• TASK OBJECTIVE
For each line of the data below that contains "Mark", return that line.

• DATA FOR ANALYSIS
◆ ◆ ◆

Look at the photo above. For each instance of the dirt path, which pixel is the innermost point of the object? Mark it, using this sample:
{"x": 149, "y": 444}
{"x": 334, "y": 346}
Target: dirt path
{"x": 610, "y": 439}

◆ ◆ ◆

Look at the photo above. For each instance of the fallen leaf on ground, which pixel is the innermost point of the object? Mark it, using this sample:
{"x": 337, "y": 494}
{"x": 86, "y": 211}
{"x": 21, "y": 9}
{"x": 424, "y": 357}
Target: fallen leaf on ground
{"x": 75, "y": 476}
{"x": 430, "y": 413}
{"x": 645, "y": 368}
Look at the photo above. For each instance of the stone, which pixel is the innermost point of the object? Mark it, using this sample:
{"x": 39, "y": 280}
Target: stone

◆ ◆ ◆

• EXERCISE ANSWER
Look at the photo above. For each instance of the dirt path, which pixel is the innermost point of the object? Mark it, using this sample:
Look at the photo above. For each instance of the fallen leaf on ground, which pixel is the innermost point of the object? Mark it, using this sample:
Look at the photo above. For each instance of the stone, which pixel is the innermost point of the object? Mark it, using this sample:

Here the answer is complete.